==== SUPPLIED INFORMATION ====

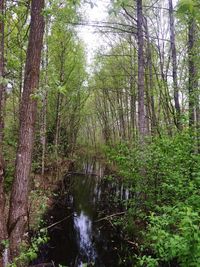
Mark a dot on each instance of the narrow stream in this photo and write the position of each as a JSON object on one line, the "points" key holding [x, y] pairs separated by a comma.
{"points": [[79, 235]]}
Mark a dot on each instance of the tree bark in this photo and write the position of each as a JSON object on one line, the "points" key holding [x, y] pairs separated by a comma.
{"points": [[19, 195], [193, 81], [174, 65], [3, 230], [142, 127]]}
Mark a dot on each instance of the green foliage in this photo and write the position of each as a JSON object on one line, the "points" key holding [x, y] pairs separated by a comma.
{"points": [[27, 255], [164, 176]]}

====

## PROBLEM TO SOLVE
Output, exactly, all the records above; include no pictures.

## SOLUTION BELOW
Mark a dot on each instance of the narrow stream in this photo and write the position of each as a JSON object on one line, the "points" key holding [x, y] pairs separated by a comma.
{"points": [[79, 235]]}
Mark a dot on each instance of the tree bark in this photo and write the position of each as a JSON object on one line, the "points" key holding [x, y] pairs separated by a comma.
{"points": [[19, 195], [193, 81], [174, 65], [3, 230], [142, 127]]}
Mark a dot on each instance of the green foliage in this photo and write the position of each as a JSON object on one line, the "points" key holding [x, y] pairs separated by a comma.
{"points": [[27, 255], [164, 176]]}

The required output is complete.